Instruções →
a) Devolva sem nenhuma alteração a parte do discurso sobre a Campanha da Fraternidade que vai de "Nessas quatro décadas, a" a "escrever nosso futuro?".
b) Responda com base no discurso sobre a Campanha da Fraternidade:
(i) Em que ano foi fundada a Cáritas Brasileira?
(ii) Em que cidade a Campanha da Fraternidade foi realizada pela primeira vez, na quaresma de 1962?
(iii) Em que data e em que página o discurso foi publicado no DSF?
c) No discurso sobre a Campanha da Fraternidade, liste em ordem cronológica todos os anos citados na fala do senador.

Discurso durante a 22ª Sessão Não Deliberativa, no Senado Federal

Reflexão sobre o tema da campanha da Fraternidade deste ano promovida pela Conferência Nacional dos Bispos do Brasil - CNBB, intitulado "Fraternidade e Povos Indígenas - Por uma Terra sem Males".

Autor
Lúcio Alcântara (PSDB - Partido da Social Democracia Brasileira/CE)
Nome completo: Lúcio Gonçalo de Alcântara
Casa
Senado Federal
Tipo
Discurso
Resumo por assunto
IGREJA CATOLICA. POLITICA INDIGENISTA.:
  • Reflexão sobre o tema da campanha da Fraternidade deste ano promovida pela Conferência Nacional dos Bispos do Brasil - CNBB, intitulado "Fraternidade e Povos Indígenas - Por uma Terra sem Males".
Publicação
Publicação no DSF de 19/03/2002 - Página 2411
Assunto
Outros > IGREJA CATOLICA. POLITICA INDIGENISTA.
Indexação
  • ELOGIO, INICIATIVA, CONFERENCIA NACIONAL DOS BISPOS DO BRASIL (CNBB), CAMPANHA DA FRATERNIDADE, DEFESA, INDIO, NECESSIDADE, DEMARCAÇÃO, TERRAS INDIGENAS.
  • LEITURA, TEXTO, AUTORIA, NAILTON MUNIZ, INDIO, NECESSIDADE, RESPEITO, CIVILIZAÇÃO, GRUPO INDIGENA.

  SENADO FEDERAL SF -

SECRETARIA-GERAL DA MESA

SUBSECRETARIA DE TAQUIGRAFIA 


            O SR. LÚCIO ALCÂNTARA (Bloco/PSDB - CE) - Sr. Presidente, Sras Senadoras e Srs. Senadores, em 1961, três padres responsáveis pela Cáritas Brasileira, que fora fundada em 1957, idealizaram campanha para arrecadar fundos para as atividades assistenciais e promocionais da instituição e torná-la, assim, autônoma financeiramente. A atividade foi chamada Campanha da Fraternidade e realizada, pela primeira vez, na quaresma de 1962, em Natal, Rio Grande do Norte, com adesão de outras três Dioceses e apoio financeiro dos bispos norte-americanos. No ano seguinte, 16 Dioceses do Nordeste realizaram a Campanha. Não teve êxito financeiro, mas foi o embrião de um projeto anual dos Organismos Nacionais da CNBB, a Conferência Nacional dos Bispos do Brasil, e das Igrejas Particulares no Brasil. Esse projeto foi lançado, em todo o País, no dia 26 de dezembro de 1963, sob o impulso renovador do espírito do Concílio Vaticano II, em andamento na época, e realizado pela primeira vez na quaresma de 1964. Assim nasceu a Campanha da Fraternidade, há quase quarenta anos.

            Nessas quatro décadas, a Campanha tornou-se um referencial para os que desejam repensar o Brasil, buscando um desenvolvimento da sociedade fundado na valorização da pessoa humana em todos os seus planos, espirituais ou temporais. Este ano, a CNBB escolheu como tema Fraternidade e Povos Indígenas - Por uma Terra sem Males.

            Sr. Presidente, mais do que nos propor uma reflexão e uma tomada de posição sobre a questão dos autóctones brasileiros, a Campanha nos apela a refletir sobre nossa história de civilização e nossa visão de sociedade multirracial e pluricultural. Quer perguntar: como lemos nosso passado? como queremos escrever nosso futuro?

Dados extraídos →
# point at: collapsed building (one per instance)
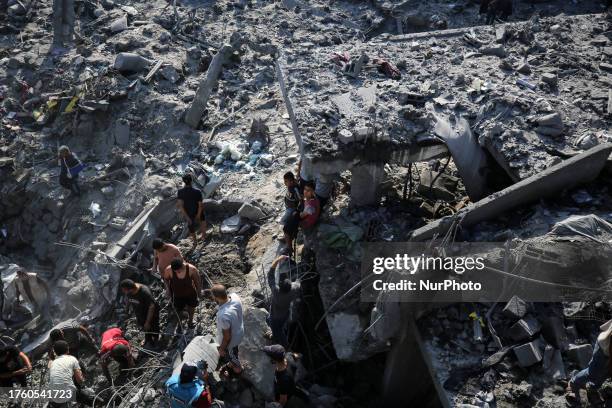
(484, 132)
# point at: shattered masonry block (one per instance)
(554, 331)
(528, 354)
(524, 329)
(497, 50)
(515, 308)
(251, 212)
(550, 79)
(556, 368)
(580, 354)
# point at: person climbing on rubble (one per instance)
(65, 373)
(14, 367)
(191, 206)
(163, 254)
(70, 167)
(286, 392)
(34, 291)
(230, 328)
(598, 370)
(190, 388)
(145, 308)
(310, 215)
(281, 308)
(183, 287)
(77, 337)
(493, 9)
(293, 204)
(115, 347)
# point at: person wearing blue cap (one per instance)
(189, 388)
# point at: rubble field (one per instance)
(422, 121)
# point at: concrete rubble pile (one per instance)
(494, 132)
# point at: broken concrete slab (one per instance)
(198, 105)
(553, 330)
(581, 168)
(528, 354)
(258, 369)
(251, 212)
(515, 308)
(200, 348)
(524, 329)
(156, 217)
(366, 182)
(346, 331)
(128, 62)
(119, 24)
(550, 79)
(580, 354)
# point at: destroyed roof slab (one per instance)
(509, 81)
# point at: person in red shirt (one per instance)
(163, 254)
(312, 209)
(115, 346)
(310, 215)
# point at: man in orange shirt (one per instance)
(163, 254)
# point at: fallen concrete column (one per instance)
(198, 106)
(468, 156)
(288, 105)
(200, 348)
(579, 169)
(366, 181)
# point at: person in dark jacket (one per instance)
(68, 160)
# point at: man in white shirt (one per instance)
(64, 374)
(230, 326)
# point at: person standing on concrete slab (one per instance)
(310, 216)
(34, 291)
(64, 373)
(183, 287)
(189, 388)
(70, 167)
(280, 309)
(63, 23)
(191, 206)
(114, 346)
(286, 392)
(14, 367)
(230, 328)
(596, 373)
(163, 254)
(77, 337)
(145, 308)
(293, 204)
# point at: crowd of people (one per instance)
(184, 290)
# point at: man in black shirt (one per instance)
(191, 206)
(14, 366)
(77, 337)
(293, 202)
(145, 308)
(286, 392)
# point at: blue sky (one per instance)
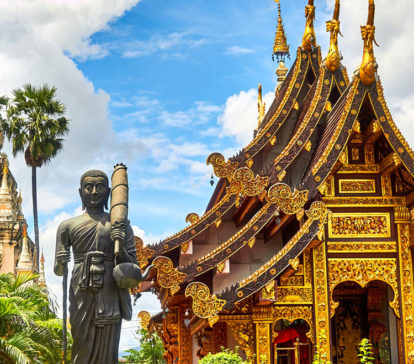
(161, 85)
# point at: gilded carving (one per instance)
(245, 183)
(263, 342)
(292, 313)
(406, 284)
(143, 253)
(365, 224)
(222, 169)
(357, 247)
(363, 271)
(386, 185)
(243, 333)
(168, 276)
(145, 318)
(289, 202)
(321, 302)
(357, 186)
(205, 305)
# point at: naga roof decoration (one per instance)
(318, 118)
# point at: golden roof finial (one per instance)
(309, 38)
(261, 105)
(369, 65)
(280, 47)
(334, 57)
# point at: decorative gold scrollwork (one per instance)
(289, 202)
(143, 252)
(244, 183)
(192, 218)
(292, 313)
(205, 305)
(222, 169)
(168, 276)
(363, 271)
(145, 318)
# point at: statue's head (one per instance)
(94, 190)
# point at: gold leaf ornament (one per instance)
(168, 276)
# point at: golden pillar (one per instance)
(321, 303)
(402, 219)
(263, 319)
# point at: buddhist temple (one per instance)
(17, 251)
(306, 244)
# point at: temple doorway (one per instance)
(291, 344)
(364, 313)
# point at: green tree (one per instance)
(365, 353)
(35, 123)
(29, 331)
(151, 349)
(225, 357)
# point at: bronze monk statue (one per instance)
(96, 304)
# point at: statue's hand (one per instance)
(117, 233)
(63, 257)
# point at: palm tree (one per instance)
(29, 331)
(35, 123)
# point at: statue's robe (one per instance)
(95, 313)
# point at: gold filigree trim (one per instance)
(286, 96)
(143, 253)
(345, 112)
(310, 112)
(222, 169)
(363, 271)
(364, 224)
(317, 211)
(205, 305)
(145, 318)
(239, 233)
(357, 247)
(167, 276)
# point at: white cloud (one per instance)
(236, 51)
(239, 118)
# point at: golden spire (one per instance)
(280, 47)
(369, 65)
(309, 38)
(5, 168)
(334, 57)
(261, 106)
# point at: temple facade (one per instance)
(306, 245)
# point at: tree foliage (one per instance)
(35, 124)
(151, 349)
(29, 331)
(225, 357)
(365, 353)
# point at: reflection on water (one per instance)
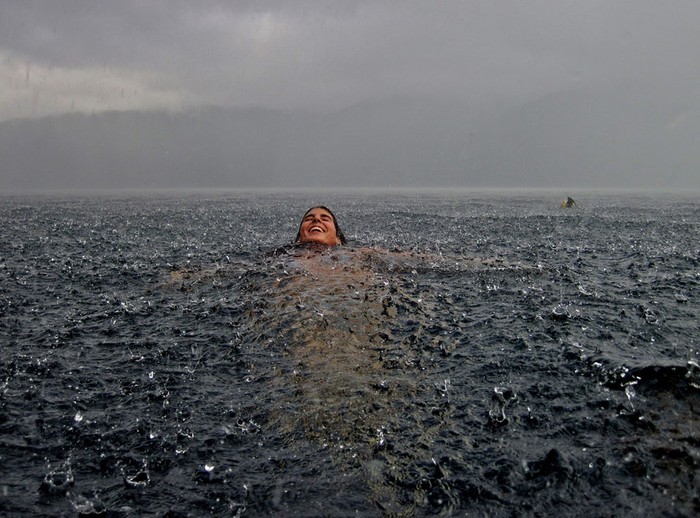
(349, 381)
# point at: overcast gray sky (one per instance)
(60, 56)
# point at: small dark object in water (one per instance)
(568, 203)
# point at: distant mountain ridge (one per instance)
(569, 140)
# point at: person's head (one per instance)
(320, 226)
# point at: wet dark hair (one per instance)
(338, 232)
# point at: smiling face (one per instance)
(318, 226)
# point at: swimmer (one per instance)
(320, 226)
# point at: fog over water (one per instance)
(349, 94)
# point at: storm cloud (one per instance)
(492, 62)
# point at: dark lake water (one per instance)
(482, 354)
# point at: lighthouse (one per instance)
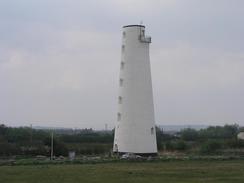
(135, 130)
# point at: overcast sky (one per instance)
(59, 60)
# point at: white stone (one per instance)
(135, 128)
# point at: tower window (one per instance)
(123, 48)
(143, 32)
(121, 82)
(122, 65)
(120, 100)
(124, 34)
(119, 116)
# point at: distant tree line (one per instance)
(212, 140)
(26, 141)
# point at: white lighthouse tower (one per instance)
(135, 128)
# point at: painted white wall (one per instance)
(133, 131)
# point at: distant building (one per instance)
(135, 128)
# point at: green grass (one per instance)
(126, 172)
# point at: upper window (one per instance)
(119, 116)
(123, 48)
(121, 82)
(122, 65)
(120, 100)
(124, 34)
(143, 32)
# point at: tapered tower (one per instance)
(135, 127)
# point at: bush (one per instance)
(210, 146)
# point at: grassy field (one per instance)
(126, 172)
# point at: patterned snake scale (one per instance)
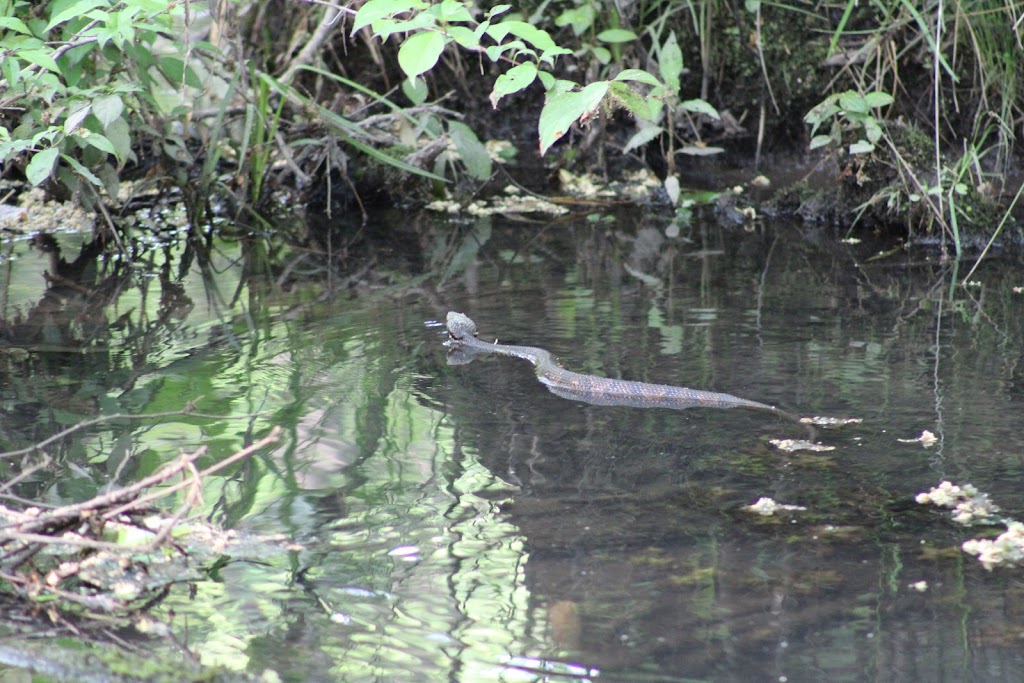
(590, 388)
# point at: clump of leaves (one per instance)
(78, 78)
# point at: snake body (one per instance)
(590, 388)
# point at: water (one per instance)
(463, 523)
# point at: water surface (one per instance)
(463, 523)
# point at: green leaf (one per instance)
(877, 98)
(42, 58)
(630, 99)
(41, 165)
(820, 141)
(420, 52)
(97, 140)
(616, 36)
(872, 131)
(700, 107)
(637, 75)
(861, 147)
(561, 111)
(14, 24)
(465, 36)
(378, 9)
(108, 109)
(472, 152)
(11, 69)
(670, 63)
(78, 9)
(852, 101)
(451, 10)
(513, 80)
(76, 118)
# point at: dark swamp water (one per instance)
(462, 523)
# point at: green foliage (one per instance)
(850, 114)
(531, 51)
(68, 110)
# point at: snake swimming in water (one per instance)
(464, 345)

Respostas →
a)
Nessas quatro décadas, a Campanha tornou-se um referencial para os que desejam repensar o Brasil, buscando um desenvolvimento da sociedade fundado na valorização da pessoa humana em todos os seus planos, espirituais ou temporais. Este ano, a CNBB escolheu como tema Fraternidade e Povos Indígenas - Por uma Terra sem Males.

            Sr. Presidente, mais do que nos propor uma reflexão e uma tomada de posição sobre a questão dos autóctones brasileiros, a Campanha nos apela a refletir sobre nossa história de civilização e nossa visão de sociedade multirracial e pluricultural. Quer perguntar: como lemos nosso passado? como queremos escrever nosso futuro?

b)
(i) Em 1957.
(ii) Em Natal, Rio Grande do Norte.
(iii) Em 19/03/2002, na página 2411.

c) 1957, 1961, 1962, 1963, 1964